Exercise instructions ::
Duplicate the lines of every item below word for word, leaving out the pictures.

(Labeling and segmentation records)
------------------------------

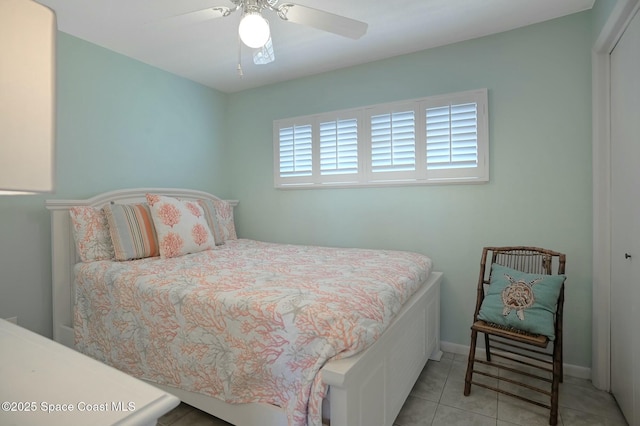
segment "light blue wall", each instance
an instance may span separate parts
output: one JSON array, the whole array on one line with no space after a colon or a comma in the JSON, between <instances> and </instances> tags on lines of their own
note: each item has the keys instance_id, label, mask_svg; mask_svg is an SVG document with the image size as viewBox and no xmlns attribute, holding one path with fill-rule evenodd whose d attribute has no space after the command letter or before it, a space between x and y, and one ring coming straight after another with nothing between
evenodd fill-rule
<instances>
[{"instance_id":1,"label":"light blue wall","mask_svg":"<svg viewBox=\"0 0 640 426\"><path fill-rule=\"evenodd\" d=\"M0 198L0 317L51 336L48 198L126 187L225 196L227 97L58 33L56 193Z\"/></svg>"},{"instance_id":2,"label":"light blue wall","mask_svg":"<svg viewBox=\"0 0 640 426\"><path fill-rule=\"evenodd\" d=\"M481 249L567 254L565 362L591 365L590 12L229 97L240 236L413 250L445 273L444 341L468 345ZM275 190L274 119L489 89L484 185Z\"/></svg>"}]
</instances>

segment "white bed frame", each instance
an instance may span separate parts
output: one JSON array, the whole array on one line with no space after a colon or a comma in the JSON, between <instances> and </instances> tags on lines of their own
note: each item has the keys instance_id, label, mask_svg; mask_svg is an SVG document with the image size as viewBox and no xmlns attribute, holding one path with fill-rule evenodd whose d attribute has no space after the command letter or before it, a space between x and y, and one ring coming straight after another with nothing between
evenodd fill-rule
<instances>
[{"instance_id":1,"label":"white bed frame","mask_svg":"<svg viewBox=\"0 0 640 426\"><path fill-rule=\"evenodd\" d=\"M53 268L53 338L74 348L73 266L79 261L69 209L102 207L107 203L144 202L146 193L181 199L218 199L202 191L173 188L137 188L107 192L85 200L48 200L51 211ZM237 201L229 201L236 206ZM323 404L323 422L331 426L391 426L428 359L439 360L441 272L432 272L409 299L398 317L364 352L322 368L329 385ZM238 426L286 426L279 407L263 404L228 404L219 399L151 383L185 403ZM326 419L326 420L324 420Z\"/></svg>"}]
</instances>

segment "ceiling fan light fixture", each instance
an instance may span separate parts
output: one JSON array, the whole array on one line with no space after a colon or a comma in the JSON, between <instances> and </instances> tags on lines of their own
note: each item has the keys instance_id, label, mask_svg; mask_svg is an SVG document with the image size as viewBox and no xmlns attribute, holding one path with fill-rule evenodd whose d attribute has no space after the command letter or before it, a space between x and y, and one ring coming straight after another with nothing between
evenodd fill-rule
<instances>
[{"instance_id":1,"label":"ceiling fan light fixture","mask_svg":"<svg viewBox=\"0 0 640 426\"><path fill-rule=\"evenodd\" d=\"M264 19L259 12L247 12L240 20L238 33L244 44L258 49L264 46L271 36L269 21Z\"/></svg>"}]
</instances>

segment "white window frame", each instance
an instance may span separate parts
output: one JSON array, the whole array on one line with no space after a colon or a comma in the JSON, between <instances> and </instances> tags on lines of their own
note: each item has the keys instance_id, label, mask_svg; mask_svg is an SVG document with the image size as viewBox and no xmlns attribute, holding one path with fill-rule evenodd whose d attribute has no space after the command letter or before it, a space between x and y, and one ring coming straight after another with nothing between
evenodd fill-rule
<instances>
[{"instance_id":1,"label":"white window frame","mask_svg":"<svg viewBox=\"0 0 640 426\"><path fill-rule=\"evenodd\" d=\"M476 158L474 166L432 168L427 165L427 118L429 108L476 105ZM414 112L415 169L403 171L373 171L371 118L394 112ZM320 171L320 123L347 119L357 120L357 173L322 174ZM308 176L280 176L280 129L310 126L312 129L312 172ZM471 132L473 133L473 132ZM489 109L488 90L430 96L420 99L370 105L362 108L327 112L303 117L275 120L274 185L287 188L324 188L351 186L430 185L450 183L485 183L489 181ZM452 142L452 147L453 142ZM451 152L455 151L451 148Z\"/></svg>"}]
</instances>

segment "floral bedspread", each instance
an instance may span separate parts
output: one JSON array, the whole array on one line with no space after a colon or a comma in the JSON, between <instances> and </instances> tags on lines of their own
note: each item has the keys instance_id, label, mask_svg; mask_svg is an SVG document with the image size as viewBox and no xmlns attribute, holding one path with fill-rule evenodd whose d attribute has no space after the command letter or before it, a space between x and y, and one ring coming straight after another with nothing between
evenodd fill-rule
<instances>
[{"instance_id":1,"label":"floral bedspread","mask_svg":"<svg viewBox=\"0 0 640 426\"><path fill-rule=\"evenodd\" d=\"M76 343L133 376L320 425L322 366L370 346L430 271L417 253L244 239L81 263Z\"/></svg>"}]
</instances>

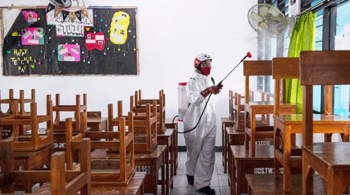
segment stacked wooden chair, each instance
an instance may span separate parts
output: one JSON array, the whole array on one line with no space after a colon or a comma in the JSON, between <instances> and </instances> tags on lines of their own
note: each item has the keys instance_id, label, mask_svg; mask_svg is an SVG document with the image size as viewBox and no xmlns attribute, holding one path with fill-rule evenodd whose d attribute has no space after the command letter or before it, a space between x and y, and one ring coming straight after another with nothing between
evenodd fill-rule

------------------------------

Full output ::
segment "light blue wall", each instance
an instance may span separate parts
output: one JSON array, the whole array on one line with no space after a colon or a comma in the JSON, between <instances> and </instances> tags on lines of their own
note: each item has the keys instance_id, label, mask_svg; mask_svg is an SVG document with the image size as viewBox and no xmlns attribute, holding one path with fill-rule evenodd whose d attribute has no space after the command letter or before it, a space between x and y, and one ring coming straight after another with nothing between
evenodd fill-rule
<instances>
[{"instance_id":1,"label":"light blue wall","mask_svg":"<svg viewBox=\"0 0 640 426\"><path fill-rule=\"evenodd\" d=\"M0 198L0 317L51 336L48 198L126 187L225 196L227 97L58 33L56 193Z\"/></svg>"},{"instance_id":2,"label":"light blue wall","mask_svg":"<svg viewBox=\"0 0 640 426\"><path fill-rule=\"evenodd\" d=\"M481 249L567 254L565 362L591 365L590 12L229 97L240 236L413 250L445 273L444 341L468 345ZM275 190L274 119L489 89L484 185Z\"/></svg>"}]
</instances>

segment "white bed frame", each instance
an instance may span separate parts
output: one JSON array, the whole array on one line with no space after a colon or a comma in the JSON, between <instances> and </instances> tags on lines of their own
note: each item has the keys instance_id, label, mask_svg; mask_svg is an SVG document with the image size as viewBox and no xmlns attribute, holding one path with fill-rule evenodd whose d attribute has no space after the command letter or before it, a space between x and y, and one ring coming straight after another with nothing between
evenodd fill-rule
<instances>
[{"instance_id":1,"label":"white bed frame","mask_svg":"<svg viewBox=\"0 0 640 426\"><path fill-rule=\"evenodd\" d=\"M53 268L53 338L74 348L73 266L79 261L69 209L102 207L107 203L144 202L146 193L181 199L218 199L202 191L173 188L137 188L107 192L85 200L48 200L51 211ZM237 201L229 201L236 206ZM323 404L323 422L331 426L391 426L428 359L439 360L441 272L432 272L409 299L398 317L364 352L322 368L329 385ZM238 426L286 426L279 407L263 404L228 404L219 399L151 383L185 403ZM326 419L326 420L324 420Z\"/></svg>"}]
</instances>

segment "ceiling fan light fixture", each instance
an instance may span separate parts
output: one JSON array, the whole array on one line with no space after a colon or a comma in the JSON, between <instances> and </instances> tags on lines of their own
note: each item has the keys instance_id, label, mask_svg; mask_svg is an SVG document with the image size as viewBox and no xmlns attribute, holding one path with fill-rule evenodd whose d attribute has no space after the command letter or before it, a space between x and y, and one ring coming straight after another with nothing between
evenodd fill-rule
<instances>
[{"instance_id":1,"label":"ceiling fan light fixture","mask_svg":"<svg viewBox=\"0 0 640 426\"><path fill-rule=\"evenodd\" d=\"M264 19L259 12L247 12L240 20L238 33L244 44L258 49L264 46L271 36L269 21Z\"/></svg>"}]
</instances>

segment "white window frame", each instance
an instance may span separate parts
output: one JSON array, the whole array on one line with no space after a colon or a comma in the JSON, between <instances> and </instances> tags on lines of their own
note: each item has the keys instance_id, label, mask_svg; mask_svg is an SVG document with the image size as viewBox and no xmlns attribute, holding one path with fill-rule evenodd whose d attribute has no space after the command letter or before it, a space between x and y, and one ring coming straight after another with nothing between
evenodd fill-rule
<instances>
[{"instance_id":1,"label":"white window frame","mask_svg":"<svg viewBox=\"0 0 640 426\"><path fill-rule=\"evenodd\" d=\"M476 158L474 166L432 168L427 165L427 118L429 108L476 105ZM414 112L415 169L403 171L373 171L371 118L394 112ZM320 171L320 123L347 119L357 120L357 173L322 174ZM308 176L280 176L280 129L310 126L312 129L312 172ZM471 132L473 133L473 132ZM489 109L488 90L430 96L420 99L370 105L362 108L327 112L303 117L275 120L274 185L287 188L324 188L351 186L430 185L450 183L485 183L489 181ZM452 142L452 147L453 142ZM451 152L455 151L451 148Z\"/></svg>"}]
</instances>

segment "floral bedspread", each instance
an instance may span separate parts
output: one JSON array, the whole array on one line with no space after a colon or a comma in the JSON, between <instances> and </instances> tags on lines of their own
note: each item has the keys instance_id, label, mask_svg; mask_svg is an SVG document with the image size as viewBox and no xmlns attribute, holding one path with fill-rule evenodd whose d attribute has no space after the command letter or before it, a space between x and y, and one ring coming straight after another with nothing between
evenodd fill-rule
<instances>
[{"instance_id":1,"label":"floral bedspread","mask_svg":"<svg viewBox=\"0 0 640 426\"><path fill-rule=\"evenodd\" d=\"M76 343L133 376L320 425L322 366L370 346L430 271L417 253L244 239L81 263Z\"/></svg>"}]
</instances>

segment stacked wooden chair, each instance
an instance may span separate parts
output: one JSON array, the whole array on one line with no space after a colon or a comma in the JSON, between <instances> and </instances> tags on lines of their own
note: each item has the keys instance_id, label, mask_svg; mask_svg is an SVG document with the image size as viewBox and no xmlns attribute, holding one path with fill-rule evenodd whose d attribute has no space after the command letter or before it, a space between x and y, and one ring coming straight after another with nothing between
evenodd fill-rule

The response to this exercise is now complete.